**Apply what you read**
a: Answer these questions from the text on Chinese herbal medicine:
(i) Who compiled the Compendium of Materia Medica, and during which dynasty?
(ii) By what route were Chinese herbs traded from the East to the West?
(iii) How many drugs did the 1941 Handbook of Traditional Drugs list, and how many of them were animal parts?
b: Print the part of the text on Chinese herbal medicine starting at "Arguably the most" and ending at "consultation and reference.".
c: Rewrite as a bulleted list the paragraph of the text on Chinese herbal medicine that begins "There are roughly 13,000 medicinals", keeping its main facts.

Arguably the most important of these later works is the Compendium of Materia Medica compiled during the Ming dynasty by Li Shizhen, which is still used today for consultation and reference.

The use of Chinese herbs was popular during the medieval age in western Asian and Islamic countries. They were traded through the Silk Road from the East to the West. Cinnamon, ginger, rhubarb, nutmeg and cubeb are mentioned as Chinese herbs by medieval Islamic medical scholars Such as Rhazes (854–925 CE), Haly Abbas (930–994 CE) and Avicenna (980–1037 CE). There were also multiple similarities between the clinical uses of these herbs in Chinese and Islamic medicine.

==Raw materials==
There are roughly 13,000 medicinals used in China and over 100,000 medicinal recipes recorded in the ancient literature. Plant elements and extracts are by far the most common elements used. In the classic Handbook of Traditional Drugs from 1941, 517 drugs were listed – out of these, only 45 were animal parts, and 30 were minerals. For many plants used as medicinals, detailed instructions have been handed down not only regarding the locations and areas where they grow best, but also regarding the best timing of planting and harvesting them.

**Information supplied**
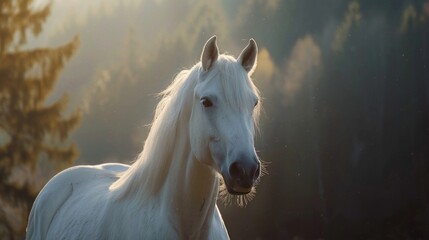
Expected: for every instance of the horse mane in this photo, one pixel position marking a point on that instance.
(145, 176)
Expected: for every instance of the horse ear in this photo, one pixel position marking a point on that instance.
(210, 53)
(248, 56)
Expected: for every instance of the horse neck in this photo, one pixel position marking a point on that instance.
(169, 173)
(189, 193)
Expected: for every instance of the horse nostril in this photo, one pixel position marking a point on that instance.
(235, 170)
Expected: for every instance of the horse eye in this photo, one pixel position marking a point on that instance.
(206, 102)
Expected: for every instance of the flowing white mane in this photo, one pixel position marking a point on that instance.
(160, 140)
(203, 131)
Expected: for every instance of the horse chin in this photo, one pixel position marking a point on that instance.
(237, 190)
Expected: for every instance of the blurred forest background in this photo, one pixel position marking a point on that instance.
(346, 103)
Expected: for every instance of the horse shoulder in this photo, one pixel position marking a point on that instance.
(59, 190)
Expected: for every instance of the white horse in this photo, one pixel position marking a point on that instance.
(203, 127)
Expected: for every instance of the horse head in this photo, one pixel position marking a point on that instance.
(224, 113)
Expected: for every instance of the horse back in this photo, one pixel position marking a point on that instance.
(53, 202)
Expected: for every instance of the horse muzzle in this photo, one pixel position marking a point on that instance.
(241, 175)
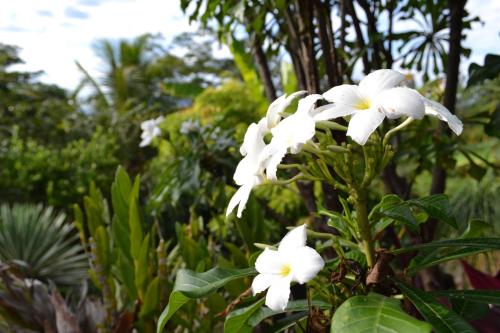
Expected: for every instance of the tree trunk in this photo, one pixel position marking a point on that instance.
(306, 37)
(457, 10)
(326, 42)
(359, 36)
(263, 68)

**Results in order**
a:
(i) Li Shizhen, during the Ming dynasty.
(ii) The Silk Road.
(iii) 517 drugs, of which 45 were animal parts.

b:
Arguably the most important of these later works is the Compendium of Materia Medica compiled during the Ming dynasty by Li Shizhen, which is still used today for consultation and reference.

c:
- About 13,000 medicinals are used in China, and ancient literature records over 100,000 medicinal recipes.
- Plant elements and extracts are by far the most common.
- The 1941 Handbook of Traditional Drugs listed 517 drugs. Only 45 were animal parts and 30 were minerals.
- For many medicinal plants, detailed instructions have been handed down on where they grow best and when to plant and harvest them.